*MATERIAL FOR THE TASK:*
## Begin

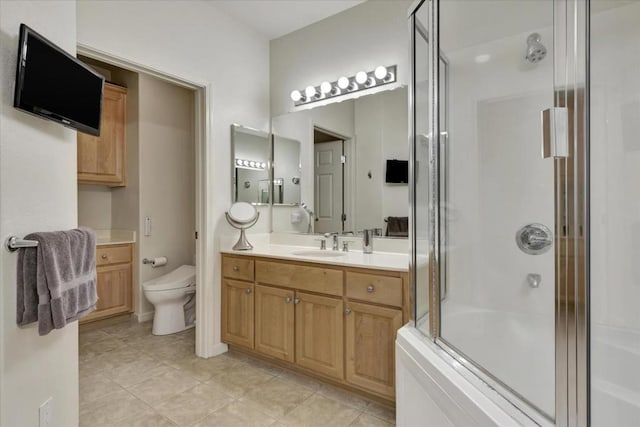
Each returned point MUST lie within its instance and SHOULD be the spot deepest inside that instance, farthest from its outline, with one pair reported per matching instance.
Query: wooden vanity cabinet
(274, 322)
(102, 159)
(319, 334)
(237, 317)
(335, 322)
(114, 268)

## End

Rewrite the items above with "wooden" renamed to "oak" and nothing else altered. Leave out the pictures.

*CORRECT OUTPUT:*
Each returned point MUST lie within its instance and SHOULD be the spot deepest inside that instance, farthest from its outline, with one pair reported per matching instance.
Query: oak vanity cabinet
(274, 322)
(102, 159)
(319, 334)
(237, 317)
(335, 322)
(114, 268)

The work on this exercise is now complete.